(Text under study)
Chetwoot Lake Toilet project weekend of September 7-8, 2024. From front, Snoqualmie Ranger Maybel From, HL Josh Burke, Will Henson (friend of HLs), and HL Jon Jones. Photo Skykomish Ranger Sonny Bates-Mundel.
The Hi-Lakers are back doing community service work in addition to lake surveys. The club recently helped install a backcountry toilet, a laudable deed as anyone who’s seen toilet paper in pristine mountains would attest.
The hearty participants over the sunny September 7-8th weekend were Hi-laker Jon Jones and friend Will Henson, Hi-laker Josh Burke, plus Snoqualmie ranger Maybel From and Skykomish ranger Sonny Bates-Mundell. They humped the disassembled cedar-wood toilet plus shovels and other tools to Chetwoot Lake in the Foss Lakes area.
Chetwoot lake sits at about 4900 feet elevation and is more than eight miles from the trailhead. The rangers had identified the lake as badly in need of a privy.
“After having this project on hiatus for several years it was a great feeling to get this accomplished,” said Jones, the club’s immediate past president (2023). This project was initially conceived before Covid struck in 2020 as part of the HL’s commitment to service. Inaugural honors for the loo were left to an unknown next party who no doubt enjoyed the fine sign and carefully chosen woodsy location. Jones described the weekend proceeding as follows:
<<Meeting at the West Fork Foss Lakes trailhead at around 8:30 AM, we distributed the partially assembled cedar toilet and tools amongst the group and proceeded up the trail. Big Heart was our destination for the evening knowing the final approach to Chetwoot would be eased by leaving overnight gear down below.
Sunday morning we slung into our packs carrying the various pieces of toilet, making it to Chetwoot by 11 AM. A spot for the toilet above the outlet in a copse of trees had previously been identified by the Skykomish backcountry rangers. After a brief snack, part our crew began to excavate while others worked to assemble the toilet and signpost. Fortunately by 1:30 the job was finished. Josh and I managed to catch several WSCT in a handful of casts then Will, Josh, and myself turned back to the trailhead picking up our gear at Big Heart along the way. Sonny and Maybel continued on their beat through the High Route.>>
Makes you want to visit and check it out, no?
According to Jones, there are already some ideas in the works for another toilet placement in 2025.
(End Text under study)
According to the Chetwoot Lake toilet report, why did the group spend the night at Big Heart instead of going straight to Chetwoot Lake? Answer in one to three sentences.
(Data under study)
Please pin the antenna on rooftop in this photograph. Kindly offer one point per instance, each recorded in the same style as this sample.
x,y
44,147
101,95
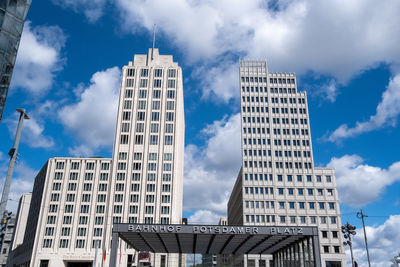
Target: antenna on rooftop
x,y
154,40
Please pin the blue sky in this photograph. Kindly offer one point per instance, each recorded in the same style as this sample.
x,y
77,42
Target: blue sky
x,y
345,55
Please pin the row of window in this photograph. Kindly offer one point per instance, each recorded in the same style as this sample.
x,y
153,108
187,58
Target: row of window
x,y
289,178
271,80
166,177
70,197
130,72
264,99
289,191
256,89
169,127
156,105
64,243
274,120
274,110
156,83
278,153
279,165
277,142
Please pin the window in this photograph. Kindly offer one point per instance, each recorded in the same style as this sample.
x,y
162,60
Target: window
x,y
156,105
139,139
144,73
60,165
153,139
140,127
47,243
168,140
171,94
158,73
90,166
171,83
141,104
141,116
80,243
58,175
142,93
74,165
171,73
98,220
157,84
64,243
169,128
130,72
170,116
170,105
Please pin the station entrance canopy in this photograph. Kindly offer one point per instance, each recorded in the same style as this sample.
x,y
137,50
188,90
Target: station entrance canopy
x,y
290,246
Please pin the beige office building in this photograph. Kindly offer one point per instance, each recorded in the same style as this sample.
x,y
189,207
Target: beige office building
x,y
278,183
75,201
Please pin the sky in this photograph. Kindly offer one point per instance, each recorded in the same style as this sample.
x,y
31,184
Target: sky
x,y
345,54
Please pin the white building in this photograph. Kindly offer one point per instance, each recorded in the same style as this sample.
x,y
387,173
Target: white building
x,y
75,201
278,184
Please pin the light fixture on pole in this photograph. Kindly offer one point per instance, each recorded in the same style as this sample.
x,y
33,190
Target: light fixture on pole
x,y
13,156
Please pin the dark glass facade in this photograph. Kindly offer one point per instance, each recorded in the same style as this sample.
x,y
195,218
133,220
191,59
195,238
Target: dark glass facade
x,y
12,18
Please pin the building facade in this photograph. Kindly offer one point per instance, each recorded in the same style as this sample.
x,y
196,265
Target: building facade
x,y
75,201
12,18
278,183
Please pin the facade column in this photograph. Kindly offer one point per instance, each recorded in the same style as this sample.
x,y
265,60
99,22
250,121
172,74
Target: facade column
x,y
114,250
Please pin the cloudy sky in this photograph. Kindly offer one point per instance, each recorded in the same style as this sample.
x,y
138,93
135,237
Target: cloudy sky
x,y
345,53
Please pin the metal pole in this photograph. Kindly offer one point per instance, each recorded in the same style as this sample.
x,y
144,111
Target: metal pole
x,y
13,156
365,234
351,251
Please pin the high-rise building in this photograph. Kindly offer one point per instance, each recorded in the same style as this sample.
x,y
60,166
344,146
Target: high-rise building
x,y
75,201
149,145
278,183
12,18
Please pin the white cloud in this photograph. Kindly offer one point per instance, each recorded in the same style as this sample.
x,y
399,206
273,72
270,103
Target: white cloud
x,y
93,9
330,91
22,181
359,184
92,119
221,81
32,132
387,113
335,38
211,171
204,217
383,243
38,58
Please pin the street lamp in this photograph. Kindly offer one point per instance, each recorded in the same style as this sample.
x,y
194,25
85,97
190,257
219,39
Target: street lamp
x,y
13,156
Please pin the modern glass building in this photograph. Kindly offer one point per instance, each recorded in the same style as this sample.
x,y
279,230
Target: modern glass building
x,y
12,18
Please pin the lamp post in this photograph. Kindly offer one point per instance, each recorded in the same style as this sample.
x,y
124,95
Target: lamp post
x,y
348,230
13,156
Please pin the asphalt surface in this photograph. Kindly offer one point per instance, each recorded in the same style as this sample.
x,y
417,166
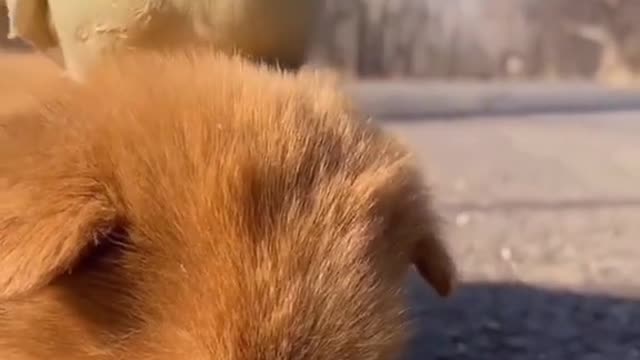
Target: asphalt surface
(End Data under study)
__Solution below__: They made Big Heart their destination for the evening because leaving their overnight gear there would make the final approach to Chetwoot easier. On Sunday morning they carried the pieces of the toilet up to the lake. On the way back to the trailhead, they picked up the gear at Big Heart.